=== EXTRACTED RECORDS ===

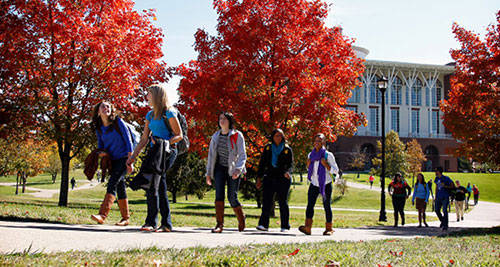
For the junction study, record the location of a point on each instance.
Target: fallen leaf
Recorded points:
(294, 253)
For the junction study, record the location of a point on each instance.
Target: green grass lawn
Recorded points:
(488, 183)
(473, 248)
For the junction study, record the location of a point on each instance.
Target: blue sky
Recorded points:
(408, 31)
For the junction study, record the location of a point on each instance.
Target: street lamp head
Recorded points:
(382, 83)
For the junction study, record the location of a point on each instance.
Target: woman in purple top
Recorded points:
(321, 165)
(113, 137)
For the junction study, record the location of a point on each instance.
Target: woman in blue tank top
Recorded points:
(113, 137)
(155, 126)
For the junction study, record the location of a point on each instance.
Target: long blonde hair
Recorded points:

===

### PROBLEM REQUIREMENTS
Transcribe all entries above exactly. Drop the pictures.

### TASK OUTPUT
For the junction study, record the location of a point on each instance.
Target: fallen leaf
Recorded points:
(294, 253)
For the junction study, record the location of a point on each instance.
Target: green grass lawn
Recorded points:
(488, 183)
(473, 248)
For the junction study, record the location of a point on each instance.
Target: blue sky
Recorded points:
(408, 31)
For the junction study, record the location of a point on each instance.
Target: street lamp head
Recorded points:
(382, 83)
For the junction study, record the location of a point on each instance.
Target: woman in purple top
Recorded points:
(321, 165)
(113, 137)
For the junction study, record the location of a point on each instance.
Target: woman in blue tank top
Recorded points:
(113, 137)
(155, 126)
For the junction study, record the location of a point on each instance.
Target: long blonde hair
Recorded points:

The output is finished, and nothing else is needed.